Return the data below in full. Keep each character unchanged.

-- Data provided follows --

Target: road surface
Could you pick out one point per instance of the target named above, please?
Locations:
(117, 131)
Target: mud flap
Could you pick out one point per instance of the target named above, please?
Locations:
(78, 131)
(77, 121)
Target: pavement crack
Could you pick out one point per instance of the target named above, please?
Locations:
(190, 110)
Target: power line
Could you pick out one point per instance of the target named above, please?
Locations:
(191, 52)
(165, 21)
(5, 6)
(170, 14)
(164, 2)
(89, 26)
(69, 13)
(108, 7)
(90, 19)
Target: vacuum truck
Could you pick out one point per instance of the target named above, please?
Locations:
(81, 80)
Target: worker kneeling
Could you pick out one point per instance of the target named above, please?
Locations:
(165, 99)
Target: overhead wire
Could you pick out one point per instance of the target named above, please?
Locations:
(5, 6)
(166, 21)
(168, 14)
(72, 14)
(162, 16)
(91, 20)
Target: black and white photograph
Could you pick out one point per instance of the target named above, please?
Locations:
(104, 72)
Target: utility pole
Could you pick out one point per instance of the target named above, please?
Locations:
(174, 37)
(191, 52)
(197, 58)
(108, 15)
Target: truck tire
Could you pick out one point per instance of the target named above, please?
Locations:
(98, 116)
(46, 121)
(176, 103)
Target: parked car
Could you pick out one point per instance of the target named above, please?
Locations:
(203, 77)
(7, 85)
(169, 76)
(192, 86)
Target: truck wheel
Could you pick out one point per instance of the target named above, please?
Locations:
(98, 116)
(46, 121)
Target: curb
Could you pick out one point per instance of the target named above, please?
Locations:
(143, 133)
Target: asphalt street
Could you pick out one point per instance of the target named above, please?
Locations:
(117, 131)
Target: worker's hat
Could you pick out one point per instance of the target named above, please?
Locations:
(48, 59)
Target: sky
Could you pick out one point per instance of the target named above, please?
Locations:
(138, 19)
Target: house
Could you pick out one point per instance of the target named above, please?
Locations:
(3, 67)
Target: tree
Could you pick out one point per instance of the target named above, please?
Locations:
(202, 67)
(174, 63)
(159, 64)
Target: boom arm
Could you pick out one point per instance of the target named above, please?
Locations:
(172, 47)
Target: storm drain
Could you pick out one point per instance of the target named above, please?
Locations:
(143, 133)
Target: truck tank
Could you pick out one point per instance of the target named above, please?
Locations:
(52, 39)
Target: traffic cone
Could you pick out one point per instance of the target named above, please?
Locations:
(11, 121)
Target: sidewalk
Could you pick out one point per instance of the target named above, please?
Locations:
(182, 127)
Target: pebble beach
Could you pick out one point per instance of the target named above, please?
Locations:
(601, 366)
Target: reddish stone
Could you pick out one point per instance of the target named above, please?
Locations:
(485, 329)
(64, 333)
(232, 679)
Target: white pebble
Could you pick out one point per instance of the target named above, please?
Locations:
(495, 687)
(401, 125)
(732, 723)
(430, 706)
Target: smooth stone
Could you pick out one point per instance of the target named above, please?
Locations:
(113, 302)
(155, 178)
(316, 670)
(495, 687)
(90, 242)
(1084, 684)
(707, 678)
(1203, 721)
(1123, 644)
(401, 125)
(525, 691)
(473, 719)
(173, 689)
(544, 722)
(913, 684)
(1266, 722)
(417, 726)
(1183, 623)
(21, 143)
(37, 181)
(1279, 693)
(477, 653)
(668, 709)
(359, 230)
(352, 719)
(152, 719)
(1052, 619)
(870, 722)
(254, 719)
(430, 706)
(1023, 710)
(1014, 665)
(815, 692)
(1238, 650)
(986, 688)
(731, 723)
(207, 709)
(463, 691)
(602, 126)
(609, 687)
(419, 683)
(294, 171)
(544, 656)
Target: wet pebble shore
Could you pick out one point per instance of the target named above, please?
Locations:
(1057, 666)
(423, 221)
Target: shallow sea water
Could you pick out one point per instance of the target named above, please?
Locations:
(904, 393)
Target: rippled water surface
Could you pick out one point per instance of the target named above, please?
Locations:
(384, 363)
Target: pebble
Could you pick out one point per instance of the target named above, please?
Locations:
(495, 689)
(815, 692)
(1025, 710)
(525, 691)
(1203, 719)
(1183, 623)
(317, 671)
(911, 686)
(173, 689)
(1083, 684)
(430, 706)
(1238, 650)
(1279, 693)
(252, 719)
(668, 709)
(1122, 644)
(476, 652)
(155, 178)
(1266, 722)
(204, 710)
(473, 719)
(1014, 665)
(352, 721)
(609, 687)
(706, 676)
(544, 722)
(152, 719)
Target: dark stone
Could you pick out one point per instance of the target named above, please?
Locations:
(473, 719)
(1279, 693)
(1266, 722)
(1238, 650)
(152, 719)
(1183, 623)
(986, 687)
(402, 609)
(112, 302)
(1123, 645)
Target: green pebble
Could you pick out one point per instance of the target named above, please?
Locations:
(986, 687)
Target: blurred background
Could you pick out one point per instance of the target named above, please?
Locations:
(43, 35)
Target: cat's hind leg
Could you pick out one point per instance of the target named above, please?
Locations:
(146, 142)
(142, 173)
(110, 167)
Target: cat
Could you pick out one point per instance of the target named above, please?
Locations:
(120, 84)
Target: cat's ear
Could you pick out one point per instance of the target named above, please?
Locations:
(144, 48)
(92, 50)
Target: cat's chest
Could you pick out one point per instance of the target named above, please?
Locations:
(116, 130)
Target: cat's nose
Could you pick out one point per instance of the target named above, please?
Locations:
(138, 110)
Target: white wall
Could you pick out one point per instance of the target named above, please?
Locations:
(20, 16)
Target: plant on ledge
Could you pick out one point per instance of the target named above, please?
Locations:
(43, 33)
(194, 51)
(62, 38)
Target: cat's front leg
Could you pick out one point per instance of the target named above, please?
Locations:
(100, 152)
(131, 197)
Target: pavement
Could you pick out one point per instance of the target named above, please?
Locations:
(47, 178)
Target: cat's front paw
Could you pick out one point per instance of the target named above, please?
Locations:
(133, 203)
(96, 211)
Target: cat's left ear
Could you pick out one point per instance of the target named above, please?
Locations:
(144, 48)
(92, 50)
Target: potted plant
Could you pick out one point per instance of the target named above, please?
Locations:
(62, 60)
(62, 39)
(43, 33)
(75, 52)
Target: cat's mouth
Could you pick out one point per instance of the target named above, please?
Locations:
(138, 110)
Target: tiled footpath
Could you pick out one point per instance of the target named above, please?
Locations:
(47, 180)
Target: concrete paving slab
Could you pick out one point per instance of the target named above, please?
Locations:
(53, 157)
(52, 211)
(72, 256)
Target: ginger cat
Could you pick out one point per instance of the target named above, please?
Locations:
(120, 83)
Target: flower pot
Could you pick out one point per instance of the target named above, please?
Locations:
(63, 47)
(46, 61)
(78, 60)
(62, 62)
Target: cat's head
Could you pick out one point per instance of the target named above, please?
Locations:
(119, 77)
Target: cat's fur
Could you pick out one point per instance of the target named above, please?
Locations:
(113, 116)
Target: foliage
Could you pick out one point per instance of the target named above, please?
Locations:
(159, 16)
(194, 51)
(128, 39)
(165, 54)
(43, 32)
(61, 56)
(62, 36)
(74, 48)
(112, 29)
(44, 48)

-- Data provided concluded --

> [Solution below]:
Target: road surface
Could you pick out one point per instance of the target named above, please?
Locations:
(117, 131)
Target: mud flap
Could you pick out one point per instance of the target named above, please?
Locations:
(78, 131)
(77, 121)
Target: pavement crack
Could you pick out one point per instance of the target named above, please?
Locations:
(190, 110)
Target: power line
Could you pick out one point per instance of the target named above, please?
Locations:
(191, 52)
(165, 21)
(5, 6)
(170, 14)
(164, 2)
(89, 26)
(69, 13)
(108, 7)
(90, 19)
Target: vacuum truck
Could you pick out one point per instance of the target named above, please?
Locations:
(81, 80)
Target: worker kneeling
Could you pick out one point per instance of the target named above, please?
Locations:
(165, 99)
Target: overhead wire
Could you pick out one point per instance of the target named above, please?
Locations:
(5, 6)
(166, 21)
(168, 14)
(72, 14)
(162, 16)
(91, 20)
Target: black and white photograph
Could you pick out one point per instance of the target named above, please?
Locations:
(104, 72)
Target: utility pole
Could you pick out one point per instance of the target named above, please?
Locations:
(174, 37)
(191, 52)
(197, 58)
(108, 15)
Target: truck tire
Could you pick out one point per instance of the target named above, please?
Locations:
(98, 116)
(46, 121)
(176, 103)
Target: parked car
Could you pick out one point per instance of the target named above, please?
Locations:
(203, 77)
(7, 85)
(169, 76)
(192, 86)
Target: truck wheel
Could you pick out one point per instance of the target named above, please?
Locations:
(98, 116)
(46, 121)
Target: curb
Could you pick out one point per instance of the target named above, please?
Locations:
(143, 133)
Target: asphalt street
Could you pick out one point per instance of the target named above, please?
Locations:
(117, 131)
Target: worker's hat
Could you pick out one point per instance of the target named above, please?
Locations:
(48, 59)
Target: sky
Could you pick out one point per instance of the target named above, please?
Locations:
(138, 19)
Target: house
Could you pick out one point per instance of the target named above, please?
Locations:
(3, 67)
Target: tree
Could you pick out one point per instance of the target named above, please?
Locations:
(202, 67)
(174, 63)
(159, 64)
Target: boom arm
Could you pick out one point per instance of the target named above, please?
Locations:
(172, 47)
Target: storm drain
Could you pick out one point per instance of the target named above, please?
Locations:
(143, 133)
Target: truck tank
Could you pick out one point per instance of the target named above, please?
Locations:
(52, 39)
Target: traffic cone
Could you pick out one point per instance of the target named above, please?
Locations:
(11, 121)
Target: sidewalk
Could you pick out one point per instance of the target named above, please?
Locations:
(182, 127)
Target: pebble beach
Could you pick out one point per instance of the target named above, please?
Locations:
(601, 366)
Target: reddish stone
Could you pick out one point per instance of the target named above, please?
Locations:
(485, 329)
(64, 333)
(232, 679)
Target: white pebble
Could you pick out one point per instance of the target named above, please?
Locations:
(495, 687)
(401, 125)
(732, 723)
(430, 706)
Target: smooth stone
Could you pick out one point per instance of the target named above, please?
Locations:
(113, 302)
(155, 178)
(316, 670)
(495, 687)
(90, 242)
(1084, 684)
(707, 678)
(1203, 721)
(1123, 644)
(401, 125)
(525, 691)
(473, 719)
(173, 689)
(544, 722)
(913, 684)
(1266, 722)
(417, 726)
(1183, 623)
(21, 143)
(37, 181)
(1279, 693)
(477, 653)
(668, 709)
(359, 230)
(352, 719)
(152, 719)
(1052, 619)
(870, 722)
(254, 719)
(430, 706)
(1023, 710)
(1014, 665)
(815, 692)
(1238, 650)
(986, 688)
(731, 723)
(207, 709)
(463, 691)
(602, 126)
(609, 687)
(419, 683)
(294, 171)
(544, 656)
Target: wet pebble shore
Could you pick out one point per instance of the target named above, please?
Locations:
(1057, 666)
(423, 221)
Target: shallow sea water
Could you pick out one point per instance of the target named above, please?
Locations:
(904, 393)
Target: rippled water surface
Could you pick out one point per instance of the target named above, please?
Locations:
(384, 363)
Target: pebble
Could you pick out one point per instance of the target named above, please?
Locations:
(495, 689)
(815, 692)
(1025, 710)
(525, 691)
(1203, 719)
(1183, 623)
(317, 671)
(911, 686)
(173, 689)
(1083, 684)
(430, 706)
(1238, 650)
(1279, 693)
(252, 719)
(668, 709)
(1122, 644)
(476, 652)
(155, 178)
(1266, 722)
(204, 710)
(473, 719)
(1014, 665)
(352, 721)
(609, 687)
(706, 676)
(544, 722)
(152, 719)
Target: dark stone
Could you pick out one point per instance of the target named above, please?
Locations:
(473, 719)
(1279, 693)
(1266, 722)
(1238, 650)
(152, 719)
(1183, 623)
(986, 687)
(402, 609)
(112, 302)
(1123, 645)
Target: green pebble
Could you pick out one point per instance of the target named above, please?
Locations:
(986, 687)
Target: blurred background
Could you pick out one point per instance of the target named above, please?
Locations:
(43, 35)
Target: cat's hind leg
Could you pick out one point per instance of the target named above, please?
Locations:
(146, 142)
(142, 173)
(110, 167)
Target: cat
Could you pick out one point per instance of the target named above, please?
Locations:
(120, 84)
Target: cat's ear
Could you pick out one point per instance of the target named above, please?
Locations:
(144, 48)
(92, 50)
Target: cat's chest
Could you pick out one point per instance of the target named above, please?
Locations:
(116, 130)
Target: cat's nose
Could you pick out one point per instance of the target named above, please?
Locations:
(138, 110)
Target: white wall
Could you pick out one point per instance of the target named above, please?
Locations:
(20, 16)
Target: plant on ledge
Could you pick out one point per instance of the target named above, please?
Locations:
(43, 33)
(194, 51)
(62, 38)
Target: cat's front leg
Could you pick out one point per instance of the target named above, please?
Locations:
(100, 152)
(131, 197)
Target: pavement
Could you pick out one point per instance of the target named above, please?
Locations:
(47, 178)
Target: cat's front paw
Could you pick out one point per instance of the target named above, please?
Locations:
(133, 203)
(96, 211)
Target: cat's left ear
Could you pick out one point per instance of the target named above, please?
Locations:
(144, 48)
(92, 50)
Target: potted plant
Could you pick out one point per instance of the target named above, please?
Locations:
(62, 60)
(62, 39)
(43, 33)
(75, 52)
Target: cat's mouth
Could you pick out one point per instance of the target named above, please?
Locations:
(138, 110)
Target: tiled footpath
Could you pick out one point per instance of the target named above, please?
Locations:
(47, 180)
Target: concrete paving slab
Could you pick out one point per instance of the target named above, please?
Locations:
(53, 157)
(52, 211)
(72, 256)
Target: ginger cat
Could you pick out one point per instance of the target named above, please?
Locations:
(120, 83)
Target: flower pot
Could you pick out one point per instance of the target named above, please?
Locations:
(63, 47)
(46, 61)
(78, 60)
(62, 62)
Target: cat's head
Could you pick out one point per instance of the target named above, please?
Locations:
(119, 77)
Target: cat's fur
Could you pick out one point per instance of the target named above, please?
Locations:
(113, 116)
Target: foliage
Could you pick out one point per instance of the target named above, please?
Locations:
(159, 16)
(194, 51)
(128, 39)
(165, 54)
(43, 32)
(61, 56)
(62, 36)
(74, 48)
(112, 29)
(44, 48)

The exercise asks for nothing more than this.